Suas instruções: Reproduza o texto abaixo sobre o webinar da FGV DAPP a respeito de eleições e desinformação, do começo ao fim e sem mudar nada.

Trecho do texto:
━━━
Democracia Digital

Digitalização e Esfera pública no Brasil

Evento da DAPP debateu a defesa da liberdade de expressão nas redes em meio a ataques à democracia

Em sua fala, o ministro do STF Alexandre de Moraes defendeu a responsabilização das plataformas digitais no combate ao que chamou de guerrilhas digitais. As mesas de discussão enfatizaram a necessidade de uma resposta com múltiplos atores e ações

Que ambiente digital queremos para as próximas eleições no Brasil? Essa foi uma das muitas perguntas feitas pelos participantes do webinar Eleições 2022 e Desinformação no Brasil: riscos e desafios para o processo eleitoral brasileiro no ambiente digital. O evento foi realizado pela Diretoria de Análise de Políticas Públicas da Fundação Getulio Vargas (FGV DAPP), no dia 22 de fevereiro, com a presença do ministro do Supremo Tribunal Federal, Alexandre de Moraes, e demais representantes da sociedade civil que atuam no debate público sobre desinformação. A iniciativa faz parte do projeto Digitalização e Democracia no Brasil, coordenado pela FGV DAPP com apoio da Embaixada da Alemanha em Brasília.
━━━
Trechos dos registros:
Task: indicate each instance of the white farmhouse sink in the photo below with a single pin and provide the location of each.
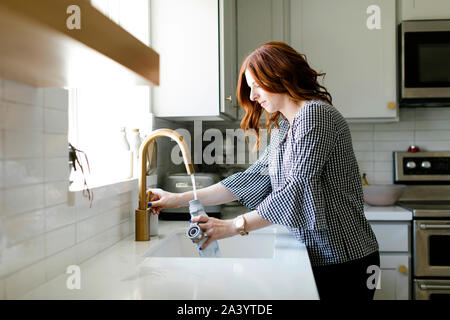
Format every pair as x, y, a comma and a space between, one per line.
255, 245
267, 264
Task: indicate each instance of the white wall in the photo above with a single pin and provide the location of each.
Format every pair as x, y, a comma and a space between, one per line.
41, 233
427, 128
373, 143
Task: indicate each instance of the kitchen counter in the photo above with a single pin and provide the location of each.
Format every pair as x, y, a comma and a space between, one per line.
390, 213
122, 271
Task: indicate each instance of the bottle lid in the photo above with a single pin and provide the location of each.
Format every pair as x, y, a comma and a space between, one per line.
195, 205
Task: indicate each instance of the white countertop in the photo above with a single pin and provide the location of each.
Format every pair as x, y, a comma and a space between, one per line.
122, 271
391, 213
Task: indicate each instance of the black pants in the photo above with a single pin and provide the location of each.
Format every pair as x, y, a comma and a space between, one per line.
347, 280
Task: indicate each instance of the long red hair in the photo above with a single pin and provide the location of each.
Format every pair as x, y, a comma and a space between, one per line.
277, 68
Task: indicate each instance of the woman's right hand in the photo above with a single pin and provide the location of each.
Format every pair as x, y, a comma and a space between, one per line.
161, 199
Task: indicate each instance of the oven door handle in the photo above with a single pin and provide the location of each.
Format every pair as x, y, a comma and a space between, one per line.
434, 287
425, 226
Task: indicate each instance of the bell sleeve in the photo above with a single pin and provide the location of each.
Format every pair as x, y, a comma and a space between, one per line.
300, 203
252, 185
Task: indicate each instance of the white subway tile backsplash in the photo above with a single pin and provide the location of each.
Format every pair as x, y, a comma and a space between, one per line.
56, 145
23, 254
364, 156
19, 283
59, 216
365, 166
2, 175
362, 145
360, 127
433, 114
20, 227
22, 117
56, 169
383, 156
60, 239
58, 263
23, 172
433, 125
396, 126
23, 144
2, 288
407, 114
22, 93
2, 152
362, 136
86, 249
40, 229
392, 145
56, 98
56, 121
433, 145
56, 193
23, 199
382, 166
434, 135
382, 177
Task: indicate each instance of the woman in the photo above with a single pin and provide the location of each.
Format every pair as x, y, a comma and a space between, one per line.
307, 179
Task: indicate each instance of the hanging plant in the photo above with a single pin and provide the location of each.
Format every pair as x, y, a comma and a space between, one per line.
74, 161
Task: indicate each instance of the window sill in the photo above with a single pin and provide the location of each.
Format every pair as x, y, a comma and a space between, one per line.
102, 190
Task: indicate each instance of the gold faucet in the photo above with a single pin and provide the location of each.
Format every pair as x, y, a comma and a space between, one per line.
142, 224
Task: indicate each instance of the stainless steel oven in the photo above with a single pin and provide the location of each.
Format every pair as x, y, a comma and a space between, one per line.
432, 248
424, 48
427, 175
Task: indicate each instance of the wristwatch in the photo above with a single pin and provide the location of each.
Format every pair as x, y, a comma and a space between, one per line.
240, 223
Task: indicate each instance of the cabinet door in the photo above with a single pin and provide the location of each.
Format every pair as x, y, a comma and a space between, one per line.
395, 277
360, 64
228, 67
185, 34
425, 9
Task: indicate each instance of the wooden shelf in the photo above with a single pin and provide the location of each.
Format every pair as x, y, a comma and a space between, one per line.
37, 48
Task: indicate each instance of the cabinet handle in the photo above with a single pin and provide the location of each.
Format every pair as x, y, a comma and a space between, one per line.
425, 226
391, 105
434, 287
403, 269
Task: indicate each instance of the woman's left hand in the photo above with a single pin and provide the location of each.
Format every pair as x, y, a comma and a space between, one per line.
214, 228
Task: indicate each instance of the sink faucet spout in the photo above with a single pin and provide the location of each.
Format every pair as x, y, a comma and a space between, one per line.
142, 224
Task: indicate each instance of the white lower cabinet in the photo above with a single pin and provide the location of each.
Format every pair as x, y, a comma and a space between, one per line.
395, 259
395, 277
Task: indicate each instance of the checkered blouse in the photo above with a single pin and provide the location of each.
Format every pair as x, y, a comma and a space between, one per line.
308, 180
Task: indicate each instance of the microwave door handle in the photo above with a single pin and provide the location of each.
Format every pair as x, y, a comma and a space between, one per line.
425, 226
434, 287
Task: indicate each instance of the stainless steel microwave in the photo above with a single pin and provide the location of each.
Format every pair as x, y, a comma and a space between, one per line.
425, 59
━━━
Resposta escrita:
Democracia Digital

Digitalização e Esfera pública no Brasil

Evento da DAPP debateu a defesa da liberdade de expressão nas redes em meio a ataques à democracia

Em sua fala, o ministro do STF Alexandre de Moraes defendeu a responsabilização das plataformas digitais no combate ao que chamou de guerrilhas digitais. As mesas de discussão enfatizaram a necessidade de uma resposta com múltiplos atores e ações

Que ambiente digital queremos para as próximas eleições no Brasil? Essa foi uma das muitas perguntas feitas pelos participantes do webinar Eleições 2022 e Desinformação no Brasil: riscos e desafios para o processo eleitoral brasileiro no ambiente digital. O evento foi realizado pela Diretoria de Análise de Políticas Públicas da Fundação Getulio Vargas (FGV DAPP), no dia 22 de fevereiro, com a presença do ministro do Supremo Tribunal Federal, Alexandre de Moraes, e demais representantes da sociedade civil que atuam no debate público sobre desinformação. A iniciativa faz parte do projeto Digitalização e Democracia no Brasil, coordenado pela FGV DAPP com apoio da Embaixada da Alemanha em Brasília.